[[ Source information open ]]

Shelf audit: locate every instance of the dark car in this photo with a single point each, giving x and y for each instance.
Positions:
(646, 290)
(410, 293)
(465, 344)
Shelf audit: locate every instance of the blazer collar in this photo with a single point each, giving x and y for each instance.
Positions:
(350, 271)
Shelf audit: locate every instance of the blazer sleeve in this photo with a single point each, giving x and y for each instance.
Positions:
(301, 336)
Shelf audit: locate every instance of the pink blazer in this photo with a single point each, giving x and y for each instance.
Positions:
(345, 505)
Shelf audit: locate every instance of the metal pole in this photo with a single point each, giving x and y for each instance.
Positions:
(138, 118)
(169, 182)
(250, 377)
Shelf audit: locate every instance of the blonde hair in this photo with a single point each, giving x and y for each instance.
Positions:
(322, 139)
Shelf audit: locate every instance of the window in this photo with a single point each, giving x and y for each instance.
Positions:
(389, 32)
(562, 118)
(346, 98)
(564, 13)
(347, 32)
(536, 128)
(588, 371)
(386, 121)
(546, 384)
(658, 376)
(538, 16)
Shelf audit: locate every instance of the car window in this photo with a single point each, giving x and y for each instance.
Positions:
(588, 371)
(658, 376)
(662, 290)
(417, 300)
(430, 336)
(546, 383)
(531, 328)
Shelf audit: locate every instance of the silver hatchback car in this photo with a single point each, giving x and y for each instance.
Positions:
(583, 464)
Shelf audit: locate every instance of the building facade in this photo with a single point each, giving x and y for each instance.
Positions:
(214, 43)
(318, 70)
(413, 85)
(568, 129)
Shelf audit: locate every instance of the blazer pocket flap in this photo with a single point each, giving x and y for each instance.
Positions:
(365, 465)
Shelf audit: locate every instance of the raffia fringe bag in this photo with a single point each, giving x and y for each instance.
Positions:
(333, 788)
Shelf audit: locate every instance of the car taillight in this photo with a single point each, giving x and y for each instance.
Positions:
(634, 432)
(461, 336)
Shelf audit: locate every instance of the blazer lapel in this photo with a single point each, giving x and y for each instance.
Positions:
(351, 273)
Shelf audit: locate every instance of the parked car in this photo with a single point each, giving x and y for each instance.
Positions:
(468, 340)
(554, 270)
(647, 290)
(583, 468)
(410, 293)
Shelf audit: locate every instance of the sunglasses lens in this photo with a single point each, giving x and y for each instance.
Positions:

[[ Source information closed ]]

Give back each line above exactly as written.

[Task response]:
Shelf audit: locate every instance of the dark car in this photo with a single point each, giving x and y for each instance.
Positions:
(646, 290)
(410, 293)
(465, 344)
Shelf audit: locate every instance of the blazer collar in this photo with a single point each, giving x and y for each instance.
Positions:
(350, 271)
Shelf audit: locate every instance of the blazer sleeve in this photo with a single point each, giving x and y for each instance.
Positions:
(301, 336)
Shelf audit: locate every instance of the pink blazer in this photo with a single point each, giving x and y for each instance.
Positions:
(345, 505)
Shelf audit: locate every instance of the metal pole in this photo with a single point each, giving x and y for each instance.
Positions:
(138, 118)
(169, 182)
(250, 377)
Shelf audit: locate every instance of the blonde hair in this photo with a single point each, giving x and y for each instance.
Positions:
(322, 139)
Shelf audit: locate every instance of the window in this photo with a single point each, giving x and y for each instance.
Positions:
(389, 32)
(562, 118)
(346, 98)
(564, 13)
(347, 32)
(536, 128)
(588, 371)
(386, 121)
(546, 384)
(658, 376)
(538, 16)
Shelf audit: locate every instance of the car window in this photo with a single point each, giving x and y for each instance.
Positions:
(588, 371)
(658, 376)
(662, 290)
(417, 300)
(430, 336)
(546, 383)
(531, 328)
Shelf audit: locate every instance of the silver hatchback car in this photo with a single point each, giving x and y for each instance.
Positions:
(583, 464)
Shelf audit: locate every instance of the building facade in this photo with a single point each, giving x and y for each instance.
Positions:
(214, 43)
(318, 70)
(413, 85)
(568, 129)
Shelf audit: locate every instance of the blazer pocket flap in this photo with a single point each, giving x and y for each instance.
Positions:
(365, 465)
Shelf audit: locate every instance of the raffia fringe bag in this photo with a single point each, giving x and y for each instance.
Positions:
(333, 788)
Shelf audit: locate every instance of the car taillight in this photo with a single point each, giving x and y for each instance.
Positions:
(634, 432)
(461, 336)
Shelf audit: locate every instance of the blazer lapel in this photo with a single point each, giving x and y for each instance.
Positions:
(351, 273)
Shelf audit: locate every instance of the parked car in this photo with a single point each, giving x and y for each instance.
Positions:
(468, 340)
(554, 270)
(647, 290)
(583, 468)
(410, 293)
Shelf audit: locate every instance of the sunglasses lens in this photo with a single point each, giving x and y for each instance.
Positions:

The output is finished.